### What this task involves
Please recast every line of the entries below as a Markdown table with the columns "Row" and "Line", numbering the rows and skipping blank lines. Leave the pictures out of your answer.

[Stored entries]
⟨
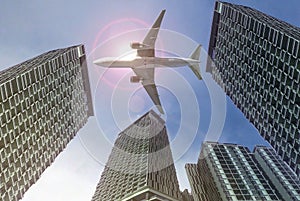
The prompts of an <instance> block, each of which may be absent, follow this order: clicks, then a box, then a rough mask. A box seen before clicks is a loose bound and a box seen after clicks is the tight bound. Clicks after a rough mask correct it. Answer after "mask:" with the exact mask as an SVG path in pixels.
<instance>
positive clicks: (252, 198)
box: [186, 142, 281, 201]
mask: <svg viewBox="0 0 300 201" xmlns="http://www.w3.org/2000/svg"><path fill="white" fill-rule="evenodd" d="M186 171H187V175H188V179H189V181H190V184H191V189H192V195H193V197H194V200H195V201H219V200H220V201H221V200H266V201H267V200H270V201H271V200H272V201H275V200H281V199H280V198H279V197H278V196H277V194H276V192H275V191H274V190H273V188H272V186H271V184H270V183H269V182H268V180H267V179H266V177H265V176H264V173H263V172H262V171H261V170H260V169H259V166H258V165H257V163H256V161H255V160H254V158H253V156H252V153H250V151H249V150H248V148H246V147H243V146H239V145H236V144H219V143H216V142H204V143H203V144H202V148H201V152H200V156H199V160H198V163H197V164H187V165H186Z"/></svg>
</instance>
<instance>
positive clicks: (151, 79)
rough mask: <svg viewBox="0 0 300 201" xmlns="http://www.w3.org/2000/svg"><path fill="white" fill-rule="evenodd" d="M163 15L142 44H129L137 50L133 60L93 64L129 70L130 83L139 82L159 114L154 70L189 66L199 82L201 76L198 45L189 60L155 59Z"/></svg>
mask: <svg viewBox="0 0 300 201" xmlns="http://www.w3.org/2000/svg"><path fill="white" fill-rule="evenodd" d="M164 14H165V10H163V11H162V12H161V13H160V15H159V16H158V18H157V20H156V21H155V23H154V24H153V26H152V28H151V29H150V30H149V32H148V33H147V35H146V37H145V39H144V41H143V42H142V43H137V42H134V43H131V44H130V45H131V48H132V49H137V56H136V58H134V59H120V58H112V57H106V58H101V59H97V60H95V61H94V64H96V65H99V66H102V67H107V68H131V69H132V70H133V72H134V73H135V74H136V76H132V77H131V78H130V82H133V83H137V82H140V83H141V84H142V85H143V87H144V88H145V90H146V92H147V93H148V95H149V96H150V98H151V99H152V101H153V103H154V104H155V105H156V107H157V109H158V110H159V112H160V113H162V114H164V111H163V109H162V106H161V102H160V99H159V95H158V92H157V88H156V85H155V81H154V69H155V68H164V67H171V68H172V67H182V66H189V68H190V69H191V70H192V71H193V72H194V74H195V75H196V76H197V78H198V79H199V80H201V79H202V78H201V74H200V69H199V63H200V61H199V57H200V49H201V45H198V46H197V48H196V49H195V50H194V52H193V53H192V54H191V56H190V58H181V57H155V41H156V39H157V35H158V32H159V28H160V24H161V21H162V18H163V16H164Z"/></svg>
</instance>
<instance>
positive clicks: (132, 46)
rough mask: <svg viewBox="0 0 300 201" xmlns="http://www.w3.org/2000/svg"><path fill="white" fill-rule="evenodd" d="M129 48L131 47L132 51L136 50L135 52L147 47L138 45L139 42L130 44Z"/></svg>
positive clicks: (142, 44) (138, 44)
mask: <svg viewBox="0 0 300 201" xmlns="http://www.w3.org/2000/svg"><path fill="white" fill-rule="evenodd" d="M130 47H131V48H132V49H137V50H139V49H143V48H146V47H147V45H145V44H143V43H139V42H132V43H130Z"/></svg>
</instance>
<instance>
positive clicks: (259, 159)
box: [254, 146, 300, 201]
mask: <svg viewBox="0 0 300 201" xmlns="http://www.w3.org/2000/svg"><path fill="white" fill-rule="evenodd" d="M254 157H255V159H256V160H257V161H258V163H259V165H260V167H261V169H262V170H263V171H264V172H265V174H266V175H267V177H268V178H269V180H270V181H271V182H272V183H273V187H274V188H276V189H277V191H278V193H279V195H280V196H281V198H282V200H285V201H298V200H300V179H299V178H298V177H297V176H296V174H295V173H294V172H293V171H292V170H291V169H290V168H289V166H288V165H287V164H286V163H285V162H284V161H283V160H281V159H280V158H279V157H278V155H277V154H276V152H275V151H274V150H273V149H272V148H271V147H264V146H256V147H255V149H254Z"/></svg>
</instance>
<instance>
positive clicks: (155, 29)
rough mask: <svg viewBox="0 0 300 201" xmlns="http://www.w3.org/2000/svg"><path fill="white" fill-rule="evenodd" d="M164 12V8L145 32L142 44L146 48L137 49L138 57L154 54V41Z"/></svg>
⟩
### Task solution
| Row | Line |
|---|---|
| 1 | The prompts of an <instance> block, each of which may be absent, follow this order: clicks, then a box, then a rough mask. A box seen before clicks is a loose bound and a box seen after clicks is the tight bound. Clicks after a rough mask correct it. Answer after "mask:" with the exact mask as an SVG path in pixels. |
| 2 | <instance> |
| 3 | positive clicks: (252, 198) |
| 4 | box: [186, 142, 281, 201] |
| 5 | mask: <svg viewBox="0 0 300 201" xmlns="http://www.w3.org/2000/svg"><path fill="white" fill-rule="evenodd" d="M186 171H187V175H188V179H189V181H190V184H191V189H192V195H193V197H194V200H195V201H219V200H220V201H221V200H266V201H267V200H270V201H271V200H272V201H275V200H281V199H280V198H279V197H278V196H277V194H276V192H275V191H274V190H273V188H272V186H271V184H270V183H269V182H268V180H267V179H266V177H265V176H264V173H263V172H262V171H261V170H260V169H259V166H258V165H257V163H256V161H255V160H254V158H253V156H252V153H250V151H249V150H248V148H246V147H243V146H239V145H236V144H219V143H216V142H204V143H203V144H202V148H201V152H200V156H199V160H198V163H197V164H187V165H186Z"/></svg> |
| 6 | </instance> |
| 7 | <instance> |
| 8 | positive clicks: (151, 79) |
| 9 | rough mask: <svg viewBox="0 0 300 201" xmlns="http://www.w3.org/2000/svg"><path fill="white" fill-rule="evenodd" d="M163 15L142 44H129L137 50L133 60L93 64L129 70L130 83L139 82L159 114L154 70L189 66L199 82L201 76L198 45L189 60L155 59Z"/></svg> |
| 10 | mask: <svg viewBox="0 0 300 201" xmlns="http://www.w3.org/2000/svg"><path fill="white" fill-rule="evenodd" d="M164 14H165V10H163V11H162V12H161V13H160V15H159V16H158V18H157V20H156V21H155V23H154V24H153V26H152V28H151V29H150V30H149V32H148V33H147V35H146V37H145V39H144V41H143V42H142V43H137V42H134V43H131V44H130V45H131V48H132V49H137V56H136V58H134V59H120V58H112V57H106V58H101V59H97V60H95V61H94V64H96V65H99V66H102V67H107V68H131V69H132V70H133V72H134V73H135V74H136V76H132V77H131V78H130V82H133V83H137V82H140V83H141V84H142V85H143V87H144V88H145V90H146V92H147V93H148V95H149V96H150V98H151V99H152V101H153V103H154V104H155V105H156V107H157V109H158V110H159V112H160V113H162V114H164V111H163V109H162V106H161V102H160V99H159V95H158V92H157V88H156V85H155V81H154V69H155V68H164V67H171V68H172V67H182V66H189V68H190V69H191V70H192V71H193V72H194V74H195V75H196V76H197V78H198V79H199V80H201V79H202V78H201V74H200V69H199V63H200V61H199V57H200V49H201V45H198V46H197V48H196V49H195V50H194V52H193V53H192V54H191V56H190V58H181V57H155V41H156V39H157V35H158V32H159V28H160V24H161V21H162V18H163V16H164Z"/></svg> |
| 11 | </instance> |
| 12 | <instance> |
| 13 | positive clicks: (132, 46) |
| 14 | rough mask: <svg viewBox="0 0 300 201" xmlns="http://www.w3.org/2000/svg"><path fill="white" fill-rule="evenodd" d="M129 48L131 47L132 51L136 50L135 52L147 47L138 45L139 42L130 44Z"/></svg> |
| 15 | positive clicks: (142, 44) (138, 44) |
| 16 | mask: <svg viewBox="0 0 300 201" xmlns="http://www.w3.org/2000/svg"><path fill="white" fill-rule="evenodd" d="M130 47H131V48H132V49H137V50H139V49H143V48H146V47H147V45H145V44H143V43H139V42H132V43H130Z"/></svg> |
| 17 | </instance> |
| 18 | <instance> |
| 19 | positive clicks: (259, 159) |
| 20 | box: [254, 146, 300, 201] |
| 21 | mask: <svg viewBox="0 0 300 201" xmlns="http://www.w3.org/2000/svg"><path fill="white" fill-rule="evenodd" d="M254 157H255V159H256V160H257V161H258V163H259V165H260V167H261V169H262V170H263V171H264V172H265V174H266V175H267V177H268V178H269V180H270V181H271V182H272V183H273V187H274V188H276V189H277V191H278V193H279V195H280V196H281V198H282V200H285V201H298V200H300V179H299V178H298V177H297V176H296V174H295V173H294V172H293V171H292V170H291V169H290V168H289V166H288V165H287V164H286V163H285V162H284V161H283V160H281V159H280V158H279V157H278V155H277V154H276V152H275V151H274V150H273V149H272V148H271V147H264V146H256V147H255V149H254Z"/></svg> |
| 22 | </instance> |
| 23 | <instance> |
| 24 | positive clicks: (155, 29) |
| 25 | rough mask: <svg viewBox="0 0 300 201" xmlns="http://www.w3.org/2000/svg"><path fill="white" fill-rule="evenodd" d="M164 12V8L145 32L142 44L146 48L137 49L138 57L154 54V41Z"/></svg> |